## [Excerpted passage]
* * *
This is the risk of being a consumer in the AI world - companies are running extremely lean on real humans and are deferring support to AI chatbots with no real reasoning abilities...
Also an issue with scale - for example, Google having similar issues of not handling small, isolated cases.
See the other commenter/thread that recommended I do this. I'm worried that by doing a chargeback, I will be blacklisted from using Anthropic's services, which I feel like is a reasonable assumption.
Until they do start doing identity verification, I think you're good. Frankly, don't be a coward. If you're getting treated like this, why would you even want to use their services in the future?
That will get their attention - to blacklist you from ever doing business again with them. People saying this is a nuclear option are telling this because they know what a charge back means for a business owner. So treat it like that.
I guess I shouldn’t feel so bad then that I have a ticket open that I keep updating every few days with how long it’s been without a response. It’s only been a few weeks.
I'm not surprised, I burn (on purpose) more than 15k$/month on Anthropic tokens and I've never been able to talk to any of their sales despite filling the contact form every week for the past 4 months :')
* * *
(Data excerpts)
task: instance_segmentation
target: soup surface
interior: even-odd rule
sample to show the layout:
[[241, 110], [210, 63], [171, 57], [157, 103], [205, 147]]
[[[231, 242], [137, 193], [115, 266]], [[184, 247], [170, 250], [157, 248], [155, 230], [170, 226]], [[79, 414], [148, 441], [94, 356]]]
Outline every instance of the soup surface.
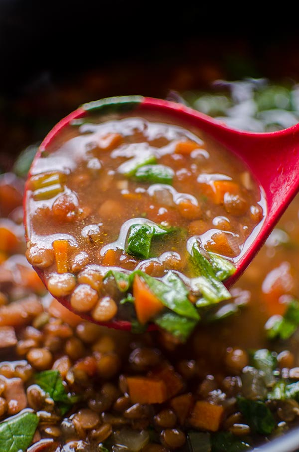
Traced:
[[0, 450], [235, 452], [296, 428], [298, 197], [231, 298], [201, 311], [182, 344], [57, 302], [24, 255], [23, 185], [0, 176]]
[[230, 297], [221, 281], [263, 218], [241, 162], [154, 116], [75, 120], [31, 172], [26, 256], [52, 295], [96, 321], [153, 322], [182, 339]]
* * *
Write out, word for word, the portion of the comment thread starting with "Until they do" and going on through "in the future?".

Until they do start doing identity verification, I think you're good. Frankly, don't be a coward. If you're getting treated like this, why would you even want to use their services in the future?